## Exercise passage

________

Date of Award

Spring 2022

Document Type

Dissertation

Degree Name

Doctor of Philosophy (PhD)

Department

Music

First Advisor

Kane, Brian

Abstract

This dissertation examines how children’s music, children’s theater, and media (e.g., radio and film) contributed to safety education from 1918 to 1939. During this time, technologies such as automobiles radically changed everyday life, leaving death and tragedy in their wake. These hazards fundamentally challenged the safety of family life, recreation, and work. As deaths from preventable accidents rivaled the number of American soldiers who died in World War I, governments and trade associations created new safety initiatives to prevent death and injury. Scholars have examined the economic, engineering, and workplace aspects of safety. However, overlooked is the revolutionary role of the arts in defining safety and educating the public on these deadly consequences. My research asks: what did it mean for something or someone to be considered safe? By attending to music and media, I show that safety required active community-wide participation and that prejudices based on age, class, ethnicity, gender, and race undergirded safety. I examine the biases portrayed in safety lessons, placing close readings of media sources in conversation with archival documents, music analysis, and contemporaneous studies from the social sciences. An introduction constructs a historical model of safety. Chapters explore accident prevention in the school; the work of mothers as arbiters of safe content for child listeners; the tension between public service and the commercial music industry; and crime prevention and police surveillance. An epilogue reflects on public health, safety, and sonic media today. This research provides the historical context for debates regarding the COVID-19 pandemic, such as the role of the arts in education during times of crisis, the history of remote learning, and gendered labor in the home. As this dissertation examines the shaping of both childhood and parenthood by the media, it places debates on the potential dangers of music technologies and the early maturation of children’s tastes in the early twentieth century. This research locates a historical precedent for uses of music in public health and safety efforts in America before color television and music streaming. In using the arts to examine the relationship between safety and prejudice, this dissertation shows how music and media both help and harm society.

________

(Referring expression data)
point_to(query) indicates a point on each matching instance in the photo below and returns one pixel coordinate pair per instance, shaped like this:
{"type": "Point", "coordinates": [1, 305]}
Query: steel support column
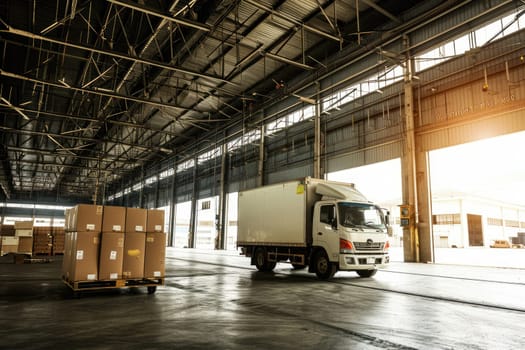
{"type": "Point", "coordinates": [408, 170]}
{"type": "Point", "coordinates": [193, 214]}
{"type": "Point", "coordinates": [173, 207]}
{"type": "Point", "coordinates": [318, 172]}
{"type": "Point", "coordinates": [260, 161]}
{"type": "Point", "coordinates": [221, 215]}
{"type": "Point", "coordinates": [424, 206]}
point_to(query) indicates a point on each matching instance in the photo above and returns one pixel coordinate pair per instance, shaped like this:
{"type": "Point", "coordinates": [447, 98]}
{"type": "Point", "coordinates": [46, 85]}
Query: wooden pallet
{"type": "Point", "coordinates": [150, 283]}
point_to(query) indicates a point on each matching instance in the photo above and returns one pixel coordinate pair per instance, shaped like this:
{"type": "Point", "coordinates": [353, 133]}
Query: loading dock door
{"type": "Point", "coordinates": [475, 231]}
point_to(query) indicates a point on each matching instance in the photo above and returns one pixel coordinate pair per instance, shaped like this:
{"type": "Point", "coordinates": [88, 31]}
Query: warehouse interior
{"type": "Point", "coordinates": [181, 105]}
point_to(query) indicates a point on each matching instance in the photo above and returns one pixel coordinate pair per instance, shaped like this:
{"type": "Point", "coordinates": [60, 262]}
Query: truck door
{"type": "Point", "coordinates": [325, 231]}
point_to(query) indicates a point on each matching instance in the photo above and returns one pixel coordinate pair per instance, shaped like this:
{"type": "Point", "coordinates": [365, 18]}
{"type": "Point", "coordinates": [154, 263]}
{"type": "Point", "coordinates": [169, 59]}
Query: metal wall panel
{"type": "Point", "coordinates": [371, 155]}
{"type": "Point", "coordinates": [498, 125]}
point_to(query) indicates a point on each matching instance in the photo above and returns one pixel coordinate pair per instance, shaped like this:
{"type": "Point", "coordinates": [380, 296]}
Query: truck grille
{"type": "Point", "coordinates": [364, 246]}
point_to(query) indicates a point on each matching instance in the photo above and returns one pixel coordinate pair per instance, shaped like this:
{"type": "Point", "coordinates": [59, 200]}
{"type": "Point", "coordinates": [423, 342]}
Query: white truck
{"type": "Point", "coordinates": [325, 225]}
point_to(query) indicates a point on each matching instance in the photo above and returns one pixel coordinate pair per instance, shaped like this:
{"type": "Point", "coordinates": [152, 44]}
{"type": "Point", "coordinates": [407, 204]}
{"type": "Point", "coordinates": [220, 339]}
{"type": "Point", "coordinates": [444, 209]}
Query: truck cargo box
{"type": "Point", "coordinates": [278, 215]}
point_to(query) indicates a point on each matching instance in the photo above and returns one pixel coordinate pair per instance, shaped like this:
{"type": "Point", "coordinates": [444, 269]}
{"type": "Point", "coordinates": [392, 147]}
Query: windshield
{"type": "Point", "coordinates": [361, 215]}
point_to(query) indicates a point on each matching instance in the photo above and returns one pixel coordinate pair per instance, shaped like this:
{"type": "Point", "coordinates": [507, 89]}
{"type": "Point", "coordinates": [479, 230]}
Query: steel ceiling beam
{"type": "Point", "coordinates": [167, 16]}
{"type": "Point", "coordinates": [381, 10]}
{"type": "Point", "coordinates": [144, 61]}
{"type": "Point", "coordinates": [292, 20]}
{"type": "Point", "coordinates": [97, 91]}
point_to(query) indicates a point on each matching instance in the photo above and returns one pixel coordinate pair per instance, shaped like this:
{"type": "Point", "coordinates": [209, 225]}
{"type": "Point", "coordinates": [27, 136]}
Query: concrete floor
{"type": "Point", "coordinates": [215, 300]}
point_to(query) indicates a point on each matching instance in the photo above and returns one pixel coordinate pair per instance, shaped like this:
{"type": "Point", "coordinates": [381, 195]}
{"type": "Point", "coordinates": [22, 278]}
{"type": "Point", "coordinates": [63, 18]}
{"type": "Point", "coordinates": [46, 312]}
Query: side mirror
{"type": "Point", "coordinates": [334, 224]}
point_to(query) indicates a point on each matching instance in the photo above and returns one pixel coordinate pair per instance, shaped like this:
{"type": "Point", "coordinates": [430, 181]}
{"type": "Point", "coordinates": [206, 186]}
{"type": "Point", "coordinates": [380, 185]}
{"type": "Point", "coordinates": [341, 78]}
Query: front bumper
{"type": "Point", "coordinates": [352, 262]}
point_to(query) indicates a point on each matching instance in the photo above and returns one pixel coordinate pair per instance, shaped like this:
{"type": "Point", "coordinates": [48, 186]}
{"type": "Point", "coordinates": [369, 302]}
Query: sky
{"type": "Point", "coordinates": [493, 168]}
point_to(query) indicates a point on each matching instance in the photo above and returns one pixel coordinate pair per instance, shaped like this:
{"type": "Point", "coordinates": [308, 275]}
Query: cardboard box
{"type": "Point", "coordinates": [155, 221]}
{"type": "Point", "coordinates": [25, 245]}
{"type": "Point", "coordinates": [133, 264]}
{"type": "Point", "coordinates": [136, 219]}
{"type": "Point", "coordinates": [111, 255]}
{"type": "Point", "coordinates": [84, 259]}
{"type": "Point", "coordinates": [9, 245]}
{"type": "Point", "coordinates": [67, 219]}
{"type": "Point", "coordinates": [24, 232]}
{"type": "Point", "coordinates": [113, 219]}
{"type": "Point", "coordinates": [68, 253]}
{"type": "Point", "coordinates": [23, 225]}
{"type": "Point", "coordinates": [87, 217]}
{"type": "Point", "coordinates": [155, 255]}
{"type": "Point", "coordinates": [7, 230]}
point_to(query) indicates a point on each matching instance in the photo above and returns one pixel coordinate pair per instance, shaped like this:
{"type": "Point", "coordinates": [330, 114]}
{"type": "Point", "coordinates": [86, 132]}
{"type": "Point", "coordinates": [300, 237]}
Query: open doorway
{"type": "Point", "coordinates": [475, 230]}
{"type": "Point", "coordinates": [478, 198]}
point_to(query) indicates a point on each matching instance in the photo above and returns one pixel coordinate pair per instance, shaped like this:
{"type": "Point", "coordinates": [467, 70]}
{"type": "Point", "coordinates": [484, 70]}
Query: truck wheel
{"type": "Point", "coordinates": [298, 266]}
{"type": "Point", "coordinates": [324, 269]}
{"type": "Point", "coordinates": [259, 258]}
{"type": "Point", "coordinates": [366, 273]}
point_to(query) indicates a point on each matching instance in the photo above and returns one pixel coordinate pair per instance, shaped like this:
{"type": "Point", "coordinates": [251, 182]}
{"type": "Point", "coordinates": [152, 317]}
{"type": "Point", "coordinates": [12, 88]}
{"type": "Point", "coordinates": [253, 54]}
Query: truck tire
{"type": "Point", "coordinates": [261, 260]}
{"type": "Point", "coordinates": [324, 269]}
{"type": "Point", "coordinates": [298, 266]}
{"type": "Point", "coordinates": [366, 273]}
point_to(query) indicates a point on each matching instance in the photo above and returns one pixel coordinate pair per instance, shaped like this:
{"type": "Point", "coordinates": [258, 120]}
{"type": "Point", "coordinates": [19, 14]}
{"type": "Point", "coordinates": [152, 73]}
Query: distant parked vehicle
{"type": "Point", "coordinates": [500, 243]}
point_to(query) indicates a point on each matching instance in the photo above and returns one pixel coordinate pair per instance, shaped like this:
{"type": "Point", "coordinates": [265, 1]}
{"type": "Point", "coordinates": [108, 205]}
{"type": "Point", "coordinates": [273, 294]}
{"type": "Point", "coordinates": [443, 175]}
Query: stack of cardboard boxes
{"type": "Point", "coordinates": [113, 243]}
{"type": "Point", "coordinates": [42, 241]}
{"type": "Point", "coordinates": [19, 240]}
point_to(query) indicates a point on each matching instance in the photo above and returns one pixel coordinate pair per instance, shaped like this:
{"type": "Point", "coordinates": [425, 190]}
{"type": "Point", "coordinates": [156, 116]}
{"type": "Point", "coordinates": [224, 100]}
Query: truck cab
{"type": "Point", "coordinates": [349, 233]}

________

## Questions
[a] In the dissertation record, which years does the study of safety education cover?
[b] List every topic that the dissertation record says the chapters explore.
Rely only on the dissertation record for your answers, not the entries.

## Exercise solutions
[a] 1918 to 1939

[b]
- Accident prevention in the school
- The work of mothers as arbiters of safe content for child listeners
- The tension between public service and the commercial music industry
- Crime prevention and police surveillance